── Extract to read

To: cfimx who wrote (10630)7/23/1998 10:07:00 AM
From: antitrades  Respond to of 64865
 
>no sunw doesn't have a future in embedded. sunw has a future in restructuring.<

That's very lame! Everybody restructures all the time!
It is a constant, especially for fast moving, rapid growth
companies like SUNW! (and many, many more)

Do yourself a favor and buy yourself some SUNW stock!
That way you can be a part of the big ride!!

Antitrades!!



To: cfimx who wrote (10630)7/23/1998 10:38:00 AM
From: Stormweaver  Read Replies (1) | Respond to of 64865
 
>twisty writes
>yes msft will commoditize the db market.

SQL Server has a market in the small office environment
but when any company requires a database with real
horsepower on a platform that scales they look toward
Oracle/Sybase/Informix on UNIX; specifcally on Solaris
with some kick-ass iron like an E6000 or E10K. Not
some lame NT box that crashes a couple of times a week and
can only scale to 4CPU's.

p.s. MSFT win98 is nothing but a bug release for win95
which introduces more bugs and NT is NotThere. Sink
another $billion Gates and maybe you'll have an OS that
can stay up for more than a couple of days ! ;)



To: cfimx who wrote (10630)7/23/1998 12:27:00 PM
From: paul  Respond to of 64865
 
youve spoken once again - look for a big run up in Sun stock!

the July 23 issue of Business Week disagrees with you - this mainstream publication gives Sun the decisive edge over Microsoft in the embedded space

businessweek.com

"..Even so, observers say Java, with 80 consumer licensees, has more momentum
across a wider variety of products than CE. For instance, TCI will use Java as the
programming standard in all 12 million of its set-top boxes, making CE play
second fiddle to Java. And last month, a European mobile-phone venture of
Nokia (NOK.A), Telefon A.B., and L.M. Ericsson (ERICY) spurned CE and chose
software from England's Psion PLC, which will use Java. ''Java has so much
investment being thrown at it,'' says Dataquest Inc. analyst Larry Perlstein."

────

== Goal 1 ==
Repeat the forum thread word for word, from "To: cfimx who wrote (10630)7/23/1998 10:07:00" up to and including "many, many more)".
The records that come next are unrelated to the forum thread.

── Materials provided

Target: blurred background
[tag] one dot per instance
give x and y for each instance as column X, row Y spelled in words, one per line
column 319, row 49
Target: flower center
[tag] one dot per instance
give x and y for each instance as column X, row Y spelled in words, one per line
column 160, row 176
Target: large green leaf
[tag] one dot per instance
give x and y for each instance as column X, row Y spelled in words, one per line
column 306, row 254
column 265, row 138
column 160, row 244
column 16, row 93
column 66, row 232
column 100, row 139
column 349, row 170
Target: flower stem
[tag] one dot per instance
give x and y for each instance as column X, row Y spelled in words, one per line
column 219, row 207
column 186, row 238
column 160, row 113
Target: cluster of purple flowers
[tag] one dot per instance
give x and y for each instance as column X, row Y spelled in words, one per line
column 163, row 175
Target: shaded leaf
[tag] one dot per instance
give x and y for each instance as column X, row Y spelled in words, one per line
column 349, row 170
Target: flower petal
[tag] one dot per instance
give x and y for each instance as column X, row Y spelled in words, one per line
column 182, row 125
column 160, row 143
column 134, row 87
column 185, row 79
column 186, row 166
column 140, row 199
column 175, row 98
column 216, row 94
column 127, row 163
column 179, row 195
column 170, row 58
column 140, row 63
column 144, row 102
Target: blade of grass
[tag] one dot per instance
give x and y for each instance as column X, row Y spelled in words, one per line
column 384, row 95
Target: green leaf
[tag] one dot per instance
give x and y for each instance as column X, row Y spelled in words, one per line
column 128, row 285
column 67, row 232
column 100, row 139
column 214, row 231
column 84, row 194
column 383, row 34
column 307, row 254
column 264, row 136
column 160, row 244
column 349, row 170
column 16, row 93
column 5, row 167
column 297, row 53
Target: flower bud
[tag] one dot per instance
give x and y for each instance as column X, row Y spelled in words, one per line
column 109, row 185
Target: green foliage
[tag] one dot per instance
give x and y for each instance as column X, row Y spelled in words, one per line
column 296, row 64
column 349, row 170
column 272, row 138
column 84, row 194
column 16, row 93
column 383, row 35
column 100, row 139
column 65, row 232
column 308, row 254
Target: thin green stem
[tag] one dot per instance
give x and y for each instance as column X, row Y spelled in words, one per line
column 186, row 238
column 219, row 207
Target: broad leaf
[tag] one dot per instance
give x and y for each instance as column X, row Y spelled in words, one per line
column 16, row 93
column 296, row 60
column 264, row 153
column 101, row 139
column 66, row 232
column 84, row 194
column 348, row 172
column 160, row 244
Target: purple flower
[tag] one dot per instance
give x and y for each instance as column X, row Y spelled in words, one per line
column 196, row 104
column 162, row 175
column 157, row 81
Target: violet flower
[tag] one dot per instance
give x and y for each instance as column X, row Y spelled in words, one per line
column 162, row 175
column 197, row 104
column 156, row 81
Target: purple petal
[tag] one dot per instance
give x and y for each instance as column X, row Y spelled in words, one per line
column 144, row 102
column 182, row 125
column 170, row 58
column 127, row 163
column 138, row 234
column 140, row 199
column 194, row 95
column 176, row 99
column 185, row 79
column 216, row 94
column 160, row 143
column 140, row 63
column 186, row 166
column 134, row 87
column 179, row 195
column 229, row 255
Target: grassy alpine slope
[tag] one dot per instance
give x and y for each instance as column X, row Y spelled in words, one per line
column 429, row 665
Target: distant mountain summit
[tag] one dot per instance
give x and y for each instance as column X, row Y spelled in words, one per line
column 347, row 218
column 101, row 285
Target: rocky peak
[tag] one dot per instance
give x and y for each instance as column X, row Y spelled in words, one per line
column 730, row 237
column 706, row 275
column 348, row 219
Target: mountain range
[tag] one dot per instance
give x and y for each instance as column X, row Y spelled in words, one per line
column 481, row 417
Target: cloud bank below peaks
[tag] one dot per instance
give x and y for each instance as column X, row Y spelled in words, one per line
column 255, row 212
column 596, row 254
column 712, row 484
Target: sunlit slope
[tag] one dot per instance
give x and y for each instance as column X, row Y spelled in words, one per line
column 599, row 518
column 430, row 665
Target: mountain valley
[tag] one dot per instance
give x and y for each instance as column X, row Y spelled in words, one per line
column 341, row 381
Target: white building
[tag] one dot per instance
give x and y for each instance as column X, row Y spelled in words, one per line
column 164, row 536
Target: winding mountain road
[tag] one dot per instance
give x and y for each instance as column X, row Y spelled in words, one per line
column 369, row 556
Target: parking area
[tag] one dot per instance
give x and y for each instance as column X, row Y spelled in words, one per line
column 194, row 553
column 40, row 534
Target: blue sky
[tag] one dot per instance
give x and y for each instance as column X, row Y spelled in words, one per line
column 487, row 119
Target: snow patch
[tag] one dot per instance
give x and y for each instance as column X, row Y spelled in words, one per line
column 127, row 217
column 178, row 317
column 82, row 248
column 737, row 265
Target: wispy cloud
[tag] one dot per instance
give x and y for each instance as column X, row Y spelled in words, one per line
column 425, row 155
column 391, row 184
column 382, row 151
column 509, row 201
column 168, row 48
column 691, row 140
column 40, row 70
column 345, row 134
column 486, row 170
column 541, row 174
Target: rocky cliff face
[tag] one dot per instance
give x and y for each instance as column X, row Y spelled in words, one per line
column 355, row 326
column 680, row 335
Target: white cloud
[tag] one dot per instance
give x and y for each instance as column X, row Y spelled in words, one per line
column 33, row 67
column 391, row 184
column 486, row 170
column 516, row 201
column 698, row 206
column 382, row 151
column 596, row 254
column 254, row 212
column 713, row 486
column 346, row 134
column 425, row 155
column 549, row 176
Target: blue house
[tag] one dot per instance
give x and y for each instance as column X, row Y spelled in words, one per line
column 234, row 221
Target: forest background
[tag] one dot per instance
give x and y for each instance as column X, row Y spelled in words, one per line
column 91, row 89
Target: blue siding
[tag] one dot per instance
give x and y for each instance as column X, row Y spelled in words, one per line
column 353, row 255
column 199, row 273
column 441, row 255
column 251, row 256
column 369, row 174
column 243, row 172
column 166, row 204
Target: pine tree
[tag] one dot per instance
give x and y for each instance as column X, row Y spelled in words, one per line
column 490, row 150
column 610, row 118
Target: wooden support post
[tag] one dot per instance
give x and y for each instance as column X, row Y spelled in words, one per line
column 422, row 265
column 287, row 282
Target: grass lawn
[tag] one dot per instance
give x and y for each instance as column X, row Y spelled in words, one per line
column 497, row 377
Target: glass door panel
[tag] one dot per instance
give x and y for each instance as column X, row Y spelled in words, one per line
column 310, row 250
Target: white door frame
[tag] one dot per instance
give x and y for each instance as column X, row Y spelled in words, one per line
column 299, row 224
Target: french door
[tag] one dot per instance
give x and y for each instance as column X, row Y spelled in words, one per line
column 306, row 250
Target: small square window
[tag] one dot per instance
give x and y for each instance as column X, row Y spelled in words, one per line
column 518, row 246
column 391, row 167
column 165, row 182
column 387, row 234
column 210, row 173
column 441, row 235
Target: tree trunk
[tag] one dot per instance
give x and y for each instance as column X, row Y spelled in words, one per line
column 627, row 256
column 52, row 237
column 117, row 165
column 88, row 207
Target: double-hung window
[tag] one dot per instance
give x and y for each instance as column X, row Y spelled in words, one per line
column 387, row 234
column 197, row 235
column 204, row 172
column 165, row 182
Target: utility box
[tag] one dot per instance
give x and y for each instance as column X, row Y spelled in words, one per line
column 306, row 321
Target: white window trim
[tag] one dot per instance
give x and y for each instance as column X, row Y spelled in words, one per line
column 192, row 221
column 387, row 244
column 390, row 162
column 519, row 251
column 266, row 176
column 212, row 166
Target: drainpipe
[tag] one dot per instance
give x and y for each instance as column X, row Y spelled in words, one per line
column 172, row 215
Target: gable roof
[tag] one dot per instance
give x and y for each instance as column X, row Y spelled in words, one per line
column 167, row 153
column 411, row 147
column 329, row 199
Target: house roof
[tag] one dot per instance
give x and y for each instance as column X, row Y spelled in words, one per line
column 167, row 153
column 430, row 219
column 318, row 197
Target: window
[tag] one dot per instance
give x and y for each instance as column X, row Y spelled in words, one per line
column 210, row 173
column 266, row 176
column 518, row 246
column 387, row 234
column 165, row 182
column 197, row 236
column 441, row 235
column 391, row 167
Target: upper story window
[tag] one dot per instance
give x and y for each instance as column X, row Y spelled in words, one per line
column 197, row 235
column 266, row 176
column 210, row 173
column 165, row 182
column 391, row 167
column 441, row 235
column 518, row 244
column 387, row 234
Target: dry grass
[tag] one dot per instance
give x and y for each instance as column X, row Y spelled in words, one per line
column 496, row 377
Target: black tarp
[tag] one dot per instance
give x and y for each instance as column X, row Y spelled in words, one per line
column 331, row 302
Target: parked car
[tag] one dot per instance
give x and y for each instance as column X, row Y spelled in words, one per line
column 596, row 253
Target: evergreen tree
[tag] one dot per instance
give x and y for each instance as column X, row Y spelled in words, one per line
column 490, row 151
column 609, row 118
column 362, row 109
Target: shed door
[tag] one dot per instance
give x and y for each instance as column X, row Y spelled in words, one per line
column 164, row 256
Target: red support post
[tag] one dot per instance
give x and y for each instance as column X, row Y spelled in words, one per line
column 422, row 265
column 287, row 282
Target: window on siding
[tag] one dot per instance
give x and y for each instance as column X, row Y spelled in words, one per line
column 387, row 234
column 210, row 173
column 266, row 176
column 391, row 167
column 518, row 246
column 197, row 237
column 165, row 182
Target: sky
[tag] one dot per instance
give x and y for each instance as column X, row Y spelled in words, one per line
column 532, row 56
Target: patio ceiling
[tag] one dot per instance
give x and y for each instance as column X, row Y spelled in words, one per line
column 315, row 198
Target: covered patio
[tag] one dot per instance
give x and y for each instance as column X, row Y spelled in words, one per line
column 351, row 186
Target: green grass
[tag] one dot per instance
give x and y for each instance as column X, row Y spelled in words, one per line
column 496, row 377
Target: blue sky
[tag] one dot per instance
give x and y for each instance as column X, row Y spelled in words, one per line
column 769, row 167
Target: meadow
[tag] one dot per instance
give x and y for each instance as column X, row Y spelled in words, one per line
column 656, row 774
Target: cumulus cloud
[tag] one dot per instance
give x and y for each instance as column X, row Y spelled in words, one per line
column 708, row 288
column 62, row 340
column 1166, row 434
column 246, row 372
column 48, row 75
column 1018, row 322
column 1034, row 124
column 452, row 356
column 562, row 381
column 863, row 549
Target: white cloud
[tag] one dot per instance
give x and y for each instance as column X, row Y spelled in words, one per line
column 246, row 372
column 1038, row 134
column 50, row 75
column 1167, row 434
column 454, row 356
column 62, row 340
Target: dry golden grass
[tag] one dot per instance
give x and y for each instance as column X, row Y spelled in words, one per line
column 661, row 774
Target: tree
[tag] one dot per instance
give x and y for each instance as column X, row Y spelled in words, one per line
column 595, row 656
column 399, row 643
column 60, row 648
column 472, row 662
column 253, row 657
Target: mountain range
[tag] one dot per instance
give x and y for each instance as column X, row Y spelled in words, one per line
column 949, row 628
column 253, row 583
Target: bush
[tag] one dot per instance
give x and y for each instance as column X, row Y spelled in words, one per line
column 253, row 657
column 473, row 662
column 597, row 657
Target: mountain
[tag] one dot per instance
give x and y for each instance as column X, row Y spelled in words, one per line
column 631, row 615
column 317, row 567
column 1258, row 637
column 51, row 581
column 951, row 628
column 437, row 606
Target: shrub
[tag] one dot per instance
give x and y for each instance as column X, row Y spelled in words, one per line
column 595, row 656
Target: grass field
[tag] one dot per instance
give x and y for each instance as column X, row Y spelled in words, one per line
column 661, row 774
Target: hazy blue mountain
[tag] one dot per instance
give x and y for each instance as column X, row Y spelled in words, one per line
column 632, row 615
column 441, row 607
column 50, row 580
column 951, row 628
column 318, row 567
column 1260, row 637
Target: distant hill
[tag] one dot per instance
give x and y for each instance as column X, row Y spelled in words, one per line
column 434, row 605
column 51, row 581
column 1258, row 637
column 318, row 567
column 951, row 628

────

== Goal 2 ==
In the records, from their first line up to and including the line with "column 160, row 176", change "one dot per instance" to "a single dot for each instance" and give back only those lines, otherwise unchanged.

== Result 1 ==
To: cfimx who wrote (10630)7/23/1998 10:07:00 AM
From: antitrades  Respond to of 64865
 
>no sunw doesn't have a future in embedded. sunw has a future in restructuring.<

That's very lame! Everybody restructures all the time!
It is a constant, especially for fast moving, rapid growth
companies like SUNW! (and many, many more)

== Result 2 ==
Target: blurred background
[tag] a single dot for each instance
give x and y for each instance as column X, row Y spelled in words, one per line
column 319, row 49
Target: flower center
[tag] a single dot for each instance
give x and y for each instance as column X, row Y spelled in words, one per line
column 160, row 176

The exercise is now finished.